• [INSTRUCTIONS FOR THE TASK]:
From the line containing "point: light blue necktie" to the very last line, repeat everything exactly and add nothing else. Skip the pictures.

(Photo-based point labeling data)
========================================
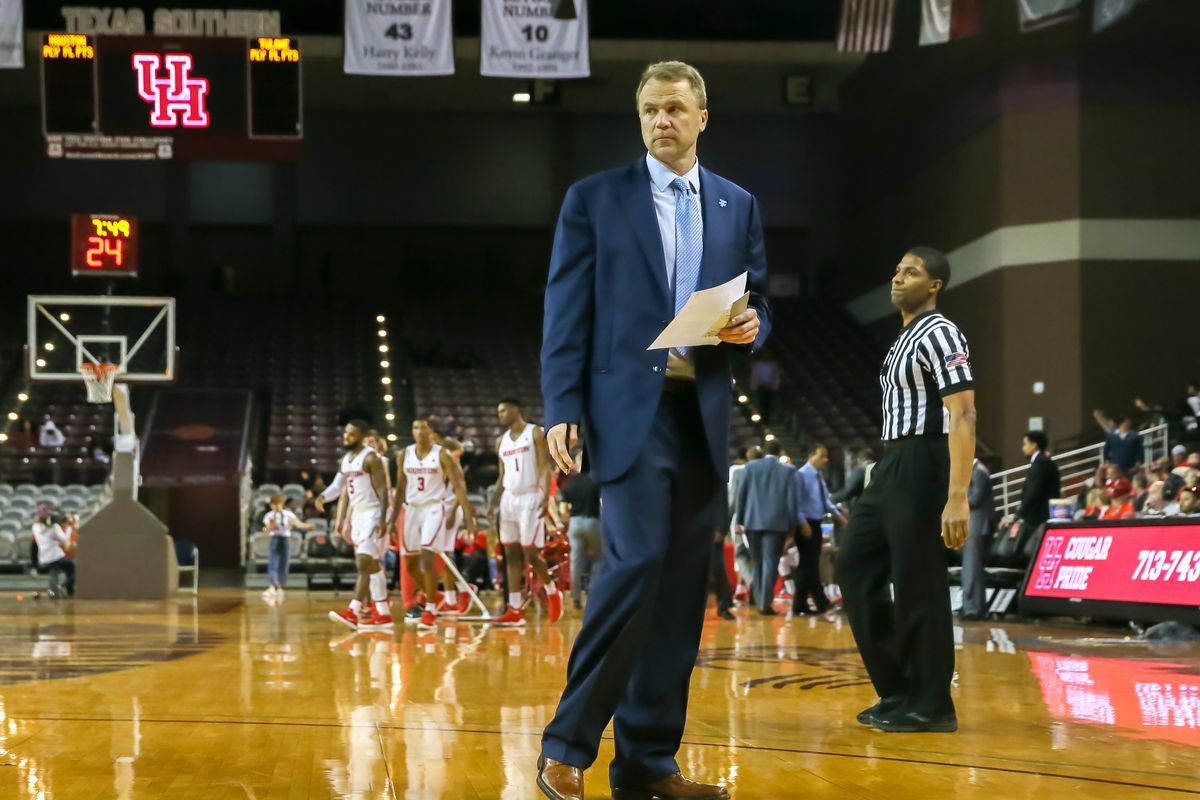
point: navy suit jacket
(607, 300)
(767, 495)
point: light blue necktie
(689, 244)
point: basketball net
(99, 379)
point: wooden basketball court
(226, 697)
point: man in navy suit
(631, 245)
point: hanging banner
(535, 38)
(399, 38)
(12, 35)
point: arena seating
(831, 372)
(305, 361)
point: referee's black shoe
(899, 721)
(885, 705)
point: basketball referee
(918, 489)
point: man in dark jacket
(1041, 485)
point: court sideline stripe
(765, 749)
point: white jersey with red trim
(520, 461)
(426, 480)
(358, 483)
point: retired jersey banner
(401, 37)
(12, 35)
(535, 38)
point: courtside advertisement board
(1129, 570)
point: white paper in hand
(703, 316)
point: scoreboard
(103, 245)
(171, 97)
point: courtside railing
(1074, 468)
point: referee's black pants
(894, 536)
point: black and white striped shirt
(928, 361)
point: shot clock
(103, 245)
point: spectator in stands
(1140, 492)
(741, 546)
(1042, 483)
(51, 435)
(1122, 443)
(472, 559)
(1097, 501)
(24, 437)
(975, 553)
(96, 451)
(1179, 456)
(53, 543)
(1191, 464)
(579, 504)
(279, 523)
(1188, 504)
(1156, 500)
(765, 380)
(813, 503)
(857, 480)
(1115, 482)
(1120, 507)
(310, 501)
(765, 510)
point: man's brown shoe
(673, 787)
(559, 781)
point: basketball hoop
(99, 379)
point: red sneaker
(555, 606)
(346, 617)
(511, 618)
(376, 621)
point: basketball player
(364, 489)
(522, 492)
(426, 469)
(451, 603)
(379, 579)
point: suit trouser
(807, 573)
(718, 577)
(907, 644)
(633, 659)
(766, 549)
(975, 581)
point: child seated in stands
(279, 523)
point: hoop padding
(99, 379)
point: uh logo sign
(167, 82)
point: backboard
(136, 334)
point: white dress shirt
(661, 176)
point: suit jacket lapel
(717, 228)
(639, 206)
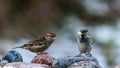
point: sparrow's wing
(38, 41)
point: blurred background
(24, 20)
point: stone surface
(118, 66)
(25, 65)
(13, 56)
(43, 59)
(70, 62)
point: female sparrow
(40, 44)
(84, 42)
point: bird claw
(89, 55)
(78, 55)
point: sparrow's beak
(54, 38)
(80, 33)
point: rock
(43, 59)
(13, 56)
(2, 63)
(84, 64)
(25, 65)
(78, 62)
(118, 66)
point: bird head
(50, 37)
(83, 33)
========================================
• [THE RESULT]:
point: light blue necktie
(689, 244)
point: basketball net
(99, 379)
point: wooden basketball court
(226, 697)
point: man in navy suit
(631, 245)
point: hanging banner
(535, 38)
(399, 38)
(12, 35)
point: arena seating
(831, 372)
(305, 361)
point: referee's black shoe
(899, 721)
(885, 705)
point: basketball referee
(918, 489)
point: man in dark jacket
(1041, 485)
point: court sideline stripe
(765, 749)
point: white jersey with red trim
(520, 461)
(426, 480)
(358, 483)
point: retired jersey banner
(401, 37)
(12, 35)
(535, 38)
point: courtside advertisement board
(1129, 570)
point: white paper in hand
(703, 316)
point: scoreboard
(103, 245)
(171, 97)
point: courtside railing
(1074, 468)
point: referee's black pants
(894, 536)
point: black and white striped shirt
(928, 361)
point: shot clock
(103, 245)
point: spectator in stands
(1140, 492)
(741, 546)
(1042, 483)
(51, 435)
(1122, 443)
(472, 559)
(1097, 501)
(24, 437)
(975, 553)
(96, 451)
(1179, 456)
(53, 543)
(1191, 464)
(579, 504)
(279, 523)
(1188, 504)
(1156, 500)
(765, 380)
(813, 503)
(857, 480)
(1115, 482)
(1120, 507)
(310, 501)
(765, 510)
point: man's brown shoe
(673, 787)
(559, 781)
point: basketball hoop
(99, 379)
point: red sneaker
(555, 606)
(346, 617)
(511, 618)
(376, 621)
point: basketball player
(364, 489)
(522, 492)
(426, 469)
(451, 603)
(379, 579)
point: suit trouser
(807, 573)
(718, 577)
(907, 644)
(633, 659)
(766, 549)
(975, 581)
point: child seated in stands
(279, 523)
point: hoop padding
(99, 379)
point: uh logo sign
(167, 82)
point: backboard
(136, 334)
point: white dress shirt
(661, 176)
point: suit jacket lapel
(717, 228)
(639, 206)
point: sparrow's wing
(38, 41)
point: blurred background
(24, 20)
point: stone surface
(118, 66)
(25, 65)
(13, 56)
(43, 59)
(70, 62)
point: female sparrow
(40, 44)
(84, 42)
point: bird claw
(89, 55)
(78, 55)
point: sparrow's beak
(54, 38)
(80, 33)
point: rock
(43, 59)
(13, 56)
(2, 63)
(84, 64)
(25, 65)
(78, 62)
(118, 66)
point: bird head
(50, 37)
(83, 33)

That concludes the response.